§ **Excerpt**:
* Start *

Kevin Fee and Andres Viglucci - Knight Ridder Newspapers

September 16, 2005 03:00 AM

GULFPORT, Miss.—The challenge of rebuilding Mississippi's Gulf Coast is attracting some of the nation's leading professionals in architectural planning, engineering and management, who have offered to help at reduced or no cost, state officials say.

"These folks are offering their services anywhere from totally free to partially free," said Leland Speed, executive director of the Mississippi Development Authority. "We also have offers from third parties that are interested in funding planning activities."

Among those whose name has surfaced: Andres Duany, the Miami-based planning guru best known for designing the traditional town of Seaside in the Florida Panhandle.

Duany met with Mississippi Gov. Haley Barbour earlier this week to talk about rebuilding communities such as Biloxi, Gulfport and Pascagoula.

Duany heads the planning and design firm Duany Plater-Zyberk and Co. along with his wife, Elizabeth Plater-Zyberk. The firm is widely recognized as a leader of New Urbanism, an international movement that among other things seeks to revitalize urban areas and end suburban sprawl.

Duany said the need for rapid reconstruction along the Gulf Coast presents an unprecedented opportunity to improve the quality of housing and planning by applying the tenets of New Urbanism.

* End *

§ **Data extract**:
* Start *

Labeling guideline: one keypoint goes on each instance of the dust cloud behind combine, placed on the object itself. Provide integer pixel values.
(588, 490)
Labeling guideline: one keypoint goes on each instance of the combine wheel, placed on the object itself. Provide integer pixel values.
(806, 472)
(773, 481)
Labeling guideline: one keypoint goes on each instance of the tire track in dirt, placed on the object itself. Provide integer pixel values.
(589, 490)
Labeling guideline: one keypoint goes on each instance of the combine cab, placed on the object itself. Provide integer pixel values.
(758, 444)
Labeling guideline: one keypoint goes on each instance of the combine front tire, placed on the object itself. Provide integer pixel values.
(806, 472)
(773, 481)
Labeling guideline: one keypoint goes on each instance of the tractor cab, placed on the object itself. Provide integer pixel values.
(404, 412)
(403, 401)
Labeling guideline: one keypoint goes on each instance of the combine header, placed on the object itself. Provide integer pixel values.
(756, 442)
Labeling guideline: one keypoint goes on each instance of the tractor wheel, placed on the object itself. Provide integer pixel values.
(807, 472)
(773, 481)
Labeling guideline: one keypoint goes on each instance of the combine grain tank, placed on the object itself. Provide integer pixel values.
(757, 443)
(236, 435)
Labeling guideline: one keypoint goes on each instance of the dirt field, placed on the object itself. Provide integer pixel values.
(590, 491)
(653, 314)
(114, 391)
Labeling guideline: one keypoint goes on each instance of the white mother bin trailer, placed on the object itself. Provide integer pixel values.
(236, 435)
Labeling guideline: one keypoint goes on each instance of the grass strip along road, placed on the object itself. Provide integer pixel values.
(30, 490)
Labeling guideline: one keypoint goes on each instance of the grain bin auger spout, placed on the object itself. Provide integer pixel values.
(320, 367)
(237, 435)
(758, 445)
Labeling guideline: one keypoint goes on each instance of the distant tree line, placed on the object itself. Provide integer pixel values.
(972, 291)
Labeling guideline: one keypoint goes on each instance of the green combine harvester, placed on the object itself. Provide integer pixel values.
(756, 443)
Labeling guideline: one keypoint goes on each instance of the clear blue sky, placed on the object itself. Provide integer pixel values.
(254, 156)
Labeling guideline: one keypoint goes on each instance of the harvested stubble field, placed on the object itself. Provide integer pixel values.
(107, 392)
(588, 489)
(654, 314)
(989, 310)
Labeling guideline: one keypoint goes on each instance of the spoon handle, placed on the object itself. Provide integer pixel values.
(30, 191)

* End *

§ **Tasks for this exercise**:
1. List every person named in the article about rebuilding Mississippi's Gulf Coast.
2. Continue the article about rebuilding Mississippi's Gulf Coast, starting after its last paragraph.

§ **Set of answers**:
1. Kevin Fee, Andres Viglucci, Leland Speed, Andres Duany, Haley Barbour, Elizabeth Plater-Zyberk

2.
New Urbanists tout traditional town planning, with its compact towns and neighborhoods and pedestrian-friendly streets, as an alternative to car-dependent suburban sprawl. The pattern of subdivisions and strip malls, they say, waste energy and land, ravage the environment and strip established communities of their sense of place.

"In Mississippi it's about getting it done right, having it better than it was before. This is a tremendous opportunity to do that," Duany said. "We want to create areas that are more diverse, less auto dependent, more environmentally friendly and more secure from hurricanes."

While stressing that nothing has been finalized, Duany said he hopes to recruit as many as 50 national and international firms and pair up their planners and designers with local officials on projects of varying scale—from broad redevelopment plans or new zoning codes for stricken municipalities to streamlining the permitting of new buildings.

"Everything is optional. Nothing will be imposed. They will create the tools that people can adopt or not as they choose," Duany said. Most of the firms would work for cost, or about a third to a quarter of their usual fees, Duany said. "These firms are not looking for work."

Duany's firm has experience with post-disaster reconstruction. It drew up a plan for the reconstruction of Florida City, including its city hall, after Hurricane Andrew flattened much of the rural town south of Miami in 1992.

Another company involved in rebuilding talks with Mississippi officials is McKinsey & Company, one of the nation's best-known management consulting firms with offices throughout the country, but not in Mississippi or Louisiana.

Speed said the work of the big names would complement that of local officials and planners.

"Whatever is going to be done is going to have to be done with the total input of the local professionals and elected public officials," he said. "Nothing is going forward that they don't agree on."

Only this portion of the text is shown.